EXERCISE INSTRUCTIONS:
Beneath this sentence is a set of records; write each of them out exactly.

DATASET RECORDS:
-------
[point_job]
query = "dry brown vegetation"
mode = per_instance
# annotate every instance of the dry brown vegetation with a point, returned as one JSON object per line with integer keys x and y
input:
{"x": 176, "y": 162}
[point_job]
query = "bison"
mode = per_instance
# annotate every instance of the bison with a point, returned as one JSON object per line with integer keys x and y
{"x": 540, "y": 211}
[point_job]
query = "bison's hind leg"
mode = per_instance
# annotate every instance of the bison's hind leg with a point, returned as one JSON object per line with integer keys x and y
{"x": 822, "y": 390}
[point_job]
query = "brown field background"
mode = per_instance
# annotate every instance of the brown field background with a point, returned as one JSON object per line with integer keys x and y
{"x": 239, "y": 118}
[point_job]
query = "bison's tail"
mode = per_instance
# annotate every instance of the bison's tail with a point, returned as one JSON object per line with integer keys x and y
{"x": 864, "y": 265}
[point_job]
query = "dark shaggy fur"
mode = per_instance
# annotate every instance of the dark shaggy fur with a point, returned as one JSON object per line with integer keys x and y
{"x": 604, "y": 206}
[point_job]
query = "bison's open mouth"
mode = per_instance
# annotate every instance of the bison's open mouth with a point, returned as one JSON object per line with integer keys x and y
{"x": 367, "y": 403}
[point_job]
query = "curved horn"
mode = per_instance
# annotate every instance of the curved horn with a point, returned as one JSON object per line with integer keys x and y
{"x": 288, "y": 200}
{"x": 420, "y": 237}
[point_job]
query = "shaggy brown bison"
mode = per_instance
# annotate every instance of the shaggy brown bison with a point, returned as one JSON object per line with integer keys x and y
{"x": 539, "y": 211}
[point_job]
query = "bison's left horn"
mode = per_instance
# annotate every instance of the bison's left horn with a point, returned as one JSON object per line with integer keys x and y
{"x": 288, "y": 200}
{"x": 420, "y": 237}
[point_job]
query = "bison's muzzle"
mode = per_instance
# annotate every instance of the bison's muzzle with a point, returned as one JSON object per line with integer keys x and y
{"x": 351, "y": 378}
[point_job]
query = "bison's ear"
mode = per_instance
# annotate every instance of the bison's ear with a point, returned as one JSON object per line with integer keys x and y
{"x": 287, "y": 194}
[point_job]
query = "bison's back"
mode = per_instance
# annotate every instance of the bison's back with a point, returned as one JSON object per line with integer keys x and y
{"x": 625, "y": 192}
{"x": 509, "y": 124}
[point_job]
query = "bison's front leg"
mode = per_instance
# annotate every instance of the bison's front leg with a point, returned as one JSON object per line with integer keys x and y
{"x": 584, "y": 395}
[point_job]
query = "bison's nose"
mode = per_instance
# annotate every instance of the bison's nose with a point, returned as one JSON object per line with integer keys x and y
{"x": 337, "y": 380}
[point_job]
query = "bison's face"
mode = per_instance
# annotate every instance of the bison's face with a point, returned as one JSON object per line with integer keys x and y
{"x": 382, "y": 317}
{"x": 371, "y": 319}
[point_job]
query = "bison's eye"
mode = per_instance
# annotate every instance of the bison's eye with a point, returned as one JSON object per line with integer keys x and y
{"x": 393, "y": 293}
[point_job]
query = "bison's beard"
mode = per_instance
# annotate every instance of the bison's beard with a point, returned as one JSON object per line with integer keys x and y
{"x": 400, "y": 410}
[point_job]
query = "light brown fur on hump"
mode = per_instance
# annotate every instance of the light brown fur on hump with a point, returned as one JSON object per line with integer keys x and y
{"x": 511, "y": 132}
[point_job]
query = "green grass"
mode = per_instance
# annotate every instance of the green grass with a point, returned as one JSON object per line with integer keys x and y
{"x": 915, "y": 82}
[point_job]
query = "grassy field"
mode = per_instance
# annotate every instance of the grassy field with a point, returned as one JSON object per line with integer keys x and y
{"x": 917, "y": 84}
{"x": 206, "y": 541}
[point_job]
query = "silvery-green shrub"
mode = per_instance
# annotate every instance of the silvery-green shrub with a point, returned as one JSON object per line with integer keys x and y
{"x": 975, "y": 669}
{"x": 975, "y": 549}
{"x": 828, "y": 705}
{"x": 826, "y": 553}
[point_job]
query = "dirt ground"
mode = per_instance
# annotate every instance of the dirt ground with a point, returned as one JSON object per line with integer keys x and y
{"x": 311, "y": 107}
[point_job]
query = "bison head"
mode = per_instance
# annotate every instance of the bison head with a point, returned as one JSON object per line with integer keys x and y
-------
WORKED ANSWER:
[point_job]
query = "dry brown vegetation"
mode = per_instance
# annotate every instance of the dry brown vegetation with a point, returned as one JSON object per line with integer keys x and y
input:
{"x": 176, "y": 162}
[point_job]
query = "bison"
mode = per_instance
# annotate every instance of the bison with a point, returned as one JSON object per line with integer keys x and y
{"x": 540, "y": 211}
[point_job]
query = "bison's hind leg"
mode = per_instance
# annotate every instance of the bison's hind leg with a point, returned as one JSON object per line with integer keys x and y
{"x": 822, "y": 390}
[point_job]
query = "brown field background"
mode = per_instance
# annotate every instance of the brown field background with a point, returned as one JSON object per line with integer keys x and y
{"x": 239, "y": 118}
[point_job]
query = "bison's tail"
mode = per_instance
# annotate every instance of the bison's tail with a point, returned as one JSON object per line with integer keys x and y
{"x": 864, "y": 265}
[point_job]
query = "dark shaggy fur"
mode = per_instance
# annotate every instance of the dark shaggy fur with a point, returned as one JSON object per line with integer keys x and y
{"x": 604, "y": 206}
[point_job]
query = "bison's open mouth"
mode = per_instance
# annotate every instance of the bison's open mouth with a point, returned as one JSON object per line with integer keys x and y
{"x": 367, "y": 403}
[point_job]
query = "curved horn"
mode = per_instance
# annotate every instance of the curved horn with a point, returned as one JSON object per line with integer keys x and y
{"x": 288, "y": 200}
{"x": 420, "y": 237}
[point_job]
query = "shaggy brown bison"
mode = per_instance
# annotate every instance of the shaggy brown bison with a point, returned as one JSON object per line with integer keys x and y
{"x": 539, "y": 211}
[point_job]
query = "bison's left horn"
mode = per_instance
# annotate every instance of the bison's left horn with a point, returned as one JSON object per line with integer keys x and y
{"x": 288, "y": 200}
{"x": 420, "y": 237}
[point_job]
query = "bison's muzzle"
mode = per_instance
# annotate every instance of the bison's muzzle with a point, returned as one JSON object per line with integer keys x and y
{"x": 351, "y": 378}
[point_job]
query = "bison's ear"
mode = per_instance
# annotate every instance of the bison's ear with a point, returned as one JSON object per line with integer keys x and y
{"x": 287, "y": 194}
[point_job]
query = "bison's back"
mode = per_instance
# annotate every instance of the bison's back with a point, returned as one JSON object per line with integer keys x and y
{"x": 625, "y": 192}
{"x": 509, "y": 124}
[point_job]
query = "bison's front leg"
mode = per_instance
# annotate every instance of the bison's front leg with a point, returned as one JSON object per line with integer keys x and y
{"x": 584, "y": 395}
[point_job]
query = "bison's nose"
mode = per_instance
# annotate every instance of the bison's nose with a point, returned as one JSON object per line with integer keys x and y
{"x": 337, "y": 380}
[point_job]
query = "bison's face"
mode = per_instance
# annotate every instance of the bison's face with a point, returned as one JSON object per line with integer keys x and y
{"x": 382, "y": 317}
{"x": 371, "y": 319}
[point_job]
query = "bison's eye"
mode = per_instance
# annotate every instance of the bison's eye with a point, returned as one JSON object per line with integer keys x and y
{"x": 393, "y": 293}
[point_job]
query = "bison's beard"
mode = per_instance
# annotate every instance of the bison's beard with a point, returned as one JSON object per line with integer keys x and y
{"x": 400, "y": 410}
[point_job]
query = "light brown fur on hump"
mode = per_instance
# annotate every instance of the light brown fur on hump with a point, returned as one JSON object per line with integer keys x and y
{"x": 511, "y": 132}
[point_job]
query = "green grass"
mode = per_instance
# annotate every instance of the green grass with a point, returned as one JSON object per line with integer keys x and y
{"x": 915, "y": 82}
[point_job]
query = "grassy field"
mode = per_instance
# annotate every instance of the grassy field with a point, returned as one JSON object per line with integer keys x and y
{"x": 917, "y": 84}
{"x": 206, "y": 541}
[point_job]
query = "silvery-green shrub"
mode = per_instance
# annotate every instance of the silvery-green shrub with a point, returned as one JSON object per line with integer keys x and y
{"x": 975, "y": 669}
{"x": 975, "y": 549}
{"x": 828, "y": 705}
{"x": 826, "y": 553}
[point_job]
query = "dirt ground"
mode = per_instance
# annotate every instance of the dirt ground with a point, returned as one JSON object per line with integer keys x and y
{"x": 311, "y": 107}
[point_job]
query = "bison head"
mode = per_instance
# annotate every instance of the bison head with a point, returned as one JSON object per line with integer keys x and y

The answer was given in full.